● Supplied data:
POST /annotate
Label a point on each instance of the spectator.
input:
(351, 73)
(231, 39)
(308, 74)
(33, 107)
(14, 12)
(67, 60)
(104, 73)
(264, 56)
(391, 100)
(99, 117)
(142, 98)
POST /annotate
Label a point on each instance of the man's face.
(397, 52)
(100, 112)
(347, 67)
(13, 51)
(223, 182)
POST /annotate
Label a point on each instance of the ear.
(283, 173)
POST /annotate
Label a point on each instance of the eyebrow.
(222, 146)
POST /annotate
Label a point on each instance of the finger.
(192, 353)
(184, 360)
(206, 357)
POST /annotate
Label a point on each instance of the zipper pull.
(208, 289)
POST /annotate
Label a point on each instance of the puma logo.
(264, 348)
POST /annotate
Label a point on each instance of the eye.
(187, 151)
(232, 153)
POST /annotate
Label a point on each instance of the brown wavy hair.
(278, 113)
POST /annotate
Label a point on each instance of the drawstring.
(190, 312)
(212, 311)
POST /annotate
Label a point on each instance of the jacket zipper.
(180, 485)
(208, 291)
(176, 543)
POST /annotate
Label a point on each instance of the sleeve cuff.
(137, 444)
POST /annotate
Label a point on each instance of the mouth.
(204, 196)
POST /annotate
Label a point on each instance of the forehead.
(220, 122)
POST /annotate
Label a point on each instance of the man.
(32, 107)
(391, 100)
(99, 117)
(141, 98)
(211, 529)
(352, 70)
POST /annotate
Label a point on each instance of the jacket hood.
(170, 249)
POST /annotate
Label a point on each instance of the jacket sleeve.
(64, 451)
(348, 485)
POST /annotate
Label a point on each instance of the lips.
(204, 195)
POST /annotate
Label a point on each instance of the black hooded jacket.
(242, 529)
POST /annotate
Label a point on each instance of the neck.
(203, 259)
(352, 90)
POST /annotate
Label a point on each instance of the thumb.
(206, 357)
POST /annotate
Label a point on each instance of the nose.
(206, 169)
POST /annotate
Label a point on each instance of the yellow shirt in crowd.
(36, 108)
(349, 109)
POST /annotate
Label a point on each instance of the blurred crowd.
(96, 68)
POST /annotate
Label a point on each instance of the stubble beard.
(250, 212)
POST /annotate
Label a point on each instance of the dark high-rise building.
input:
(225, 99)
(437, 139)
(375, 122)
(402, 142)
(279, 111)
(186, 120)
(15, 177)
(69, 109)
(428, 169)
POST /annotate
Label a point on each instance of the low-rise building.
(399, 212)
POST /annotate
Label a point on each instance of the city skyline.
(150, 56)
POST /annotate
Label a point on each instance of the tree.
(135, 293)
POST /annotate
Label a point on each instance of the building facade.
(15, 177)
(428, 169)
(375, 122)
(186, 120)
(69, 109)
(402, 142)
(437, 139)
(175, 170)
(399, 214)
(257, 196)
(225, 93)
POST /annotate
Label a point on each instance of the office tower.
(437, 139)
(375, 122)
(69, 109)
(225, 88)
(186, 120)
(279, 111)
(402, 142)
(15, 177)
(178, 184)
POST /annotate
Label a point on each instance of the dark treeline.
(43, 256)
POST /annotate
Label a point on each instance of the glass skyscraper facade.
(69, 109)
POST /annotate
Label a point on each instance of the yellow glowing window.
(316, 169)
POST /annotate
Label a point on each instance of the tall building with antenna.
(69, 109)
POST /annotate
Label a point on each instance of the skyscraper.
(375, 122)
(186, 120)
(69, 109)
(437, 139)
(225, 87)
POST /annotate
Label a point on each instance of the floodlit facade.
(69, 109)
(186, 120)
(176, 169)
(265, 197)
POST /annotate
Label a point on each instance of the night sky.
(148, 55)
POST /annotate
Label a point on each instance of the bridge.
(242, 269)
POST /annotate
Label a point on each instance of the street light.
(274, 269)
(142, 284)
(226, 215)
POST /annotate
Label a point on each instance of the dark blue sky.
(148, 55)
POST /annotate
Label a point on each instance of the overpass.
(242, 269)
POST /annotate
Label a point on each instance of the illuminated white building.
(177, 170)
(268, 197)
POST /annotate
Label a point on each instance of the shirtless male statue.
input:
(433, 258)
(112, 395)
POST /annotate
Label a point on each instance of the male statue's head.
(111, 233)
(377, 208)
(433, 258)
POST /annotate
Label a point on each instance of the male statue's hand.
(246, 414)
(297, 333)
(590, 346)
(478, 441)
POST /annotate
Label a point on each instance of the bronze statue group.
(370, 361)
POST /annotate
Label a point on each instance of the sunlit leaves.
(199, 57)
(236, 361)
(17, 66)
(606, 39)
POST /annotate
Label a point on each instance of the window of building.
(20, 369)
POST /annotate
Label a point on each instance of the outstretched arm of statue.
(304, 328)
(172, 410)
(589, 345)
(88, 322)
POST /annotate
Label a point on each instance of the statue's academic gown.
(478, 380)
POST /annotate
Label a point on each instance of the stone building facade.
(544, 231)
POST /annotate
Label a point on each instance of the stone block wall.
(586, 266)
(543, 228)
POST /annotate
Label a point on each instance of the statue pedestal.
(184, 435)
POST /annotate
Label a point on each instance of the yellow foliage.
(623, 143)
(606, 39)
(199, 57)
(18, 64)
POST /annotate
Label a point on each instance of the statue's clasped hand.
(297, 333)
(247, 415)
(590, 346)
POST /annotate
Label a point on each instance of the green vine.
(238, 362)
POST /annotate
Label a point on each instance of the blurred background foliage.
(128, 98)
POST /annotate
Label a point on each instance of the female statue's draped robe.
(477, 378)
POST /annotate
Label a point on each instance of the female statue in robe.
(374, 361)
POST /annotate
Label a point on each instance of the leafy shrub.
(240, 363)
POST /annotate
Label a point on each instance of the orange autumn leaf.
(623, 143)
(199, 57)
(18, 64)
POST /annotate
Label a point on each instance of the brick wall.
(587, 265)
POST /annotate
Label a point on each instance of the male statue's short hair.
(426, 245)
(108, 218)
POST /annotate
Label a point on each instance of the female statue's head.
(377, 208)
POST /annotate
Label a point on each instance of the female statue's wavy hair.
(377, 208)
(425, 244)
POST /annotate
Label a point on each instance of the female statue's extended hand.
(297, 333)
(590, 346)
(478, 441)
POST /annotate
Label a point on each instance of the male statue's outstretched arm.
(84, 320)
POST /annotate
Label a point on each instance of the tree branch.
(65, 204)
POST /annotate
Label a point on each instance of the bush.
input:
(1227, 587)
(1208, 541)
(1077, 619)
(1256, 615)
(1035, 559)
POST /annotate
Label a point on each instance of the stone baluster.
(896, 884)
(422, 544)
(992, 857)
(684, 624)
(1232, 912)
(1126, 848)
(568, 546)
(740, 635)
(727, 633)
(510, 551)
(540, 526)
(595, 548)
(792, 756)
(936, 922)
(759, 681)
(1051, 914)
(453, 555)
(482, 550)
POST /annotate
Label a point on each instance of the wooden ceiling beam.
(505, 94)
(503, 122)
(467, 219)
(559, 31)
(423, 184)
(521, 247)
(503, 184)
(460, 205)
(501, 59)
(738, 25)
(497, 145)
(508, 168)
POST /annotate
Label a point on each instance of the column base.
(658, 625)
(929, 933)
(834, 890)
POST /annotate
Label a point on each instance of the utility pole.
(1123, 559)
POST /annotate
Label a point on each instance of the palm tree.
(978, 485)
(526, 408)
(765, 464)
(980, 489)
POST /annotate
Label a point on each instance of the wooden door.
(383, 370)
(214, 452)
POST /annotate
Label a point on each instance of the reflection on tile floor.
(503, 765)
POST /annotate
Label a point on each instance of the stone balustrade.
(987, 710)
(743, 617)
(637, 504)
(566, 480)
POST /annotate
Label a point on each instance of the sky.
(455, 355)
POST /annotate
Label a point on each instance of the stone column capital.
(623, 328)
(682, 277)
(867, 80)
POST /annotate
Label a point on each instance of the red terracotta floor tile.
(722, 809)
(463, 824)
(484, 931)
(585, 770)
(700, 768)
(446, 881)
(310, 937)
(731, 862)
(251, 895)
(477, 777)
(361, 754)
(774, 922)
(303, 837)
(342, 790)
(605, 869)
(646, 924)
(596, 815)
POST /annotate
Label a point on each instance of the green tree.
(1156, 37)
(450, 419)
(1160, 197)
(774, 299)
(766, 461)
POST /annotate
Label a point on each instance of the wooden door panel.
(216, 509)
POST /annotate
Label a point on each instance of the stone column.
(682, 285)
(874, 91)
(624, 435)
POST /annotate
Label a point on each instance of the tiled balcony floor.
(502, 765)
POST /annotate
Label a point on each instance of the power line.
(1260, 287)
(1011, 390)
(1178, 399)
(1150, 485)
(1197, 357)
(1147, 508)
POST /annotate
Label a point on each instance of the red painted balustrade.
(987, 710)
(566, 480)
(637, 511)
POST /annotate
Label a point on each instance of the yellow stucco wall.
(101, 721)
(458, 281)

● Exercise description:
Locate every line in the records above that contains the word "wooden", and copy each of those lines.

● Result of this exercise:
Label a point on each instance of the wooden ceiling beam.
Label a point on each instance of the wooden door.
Label a point on each instance of the wooden door panel.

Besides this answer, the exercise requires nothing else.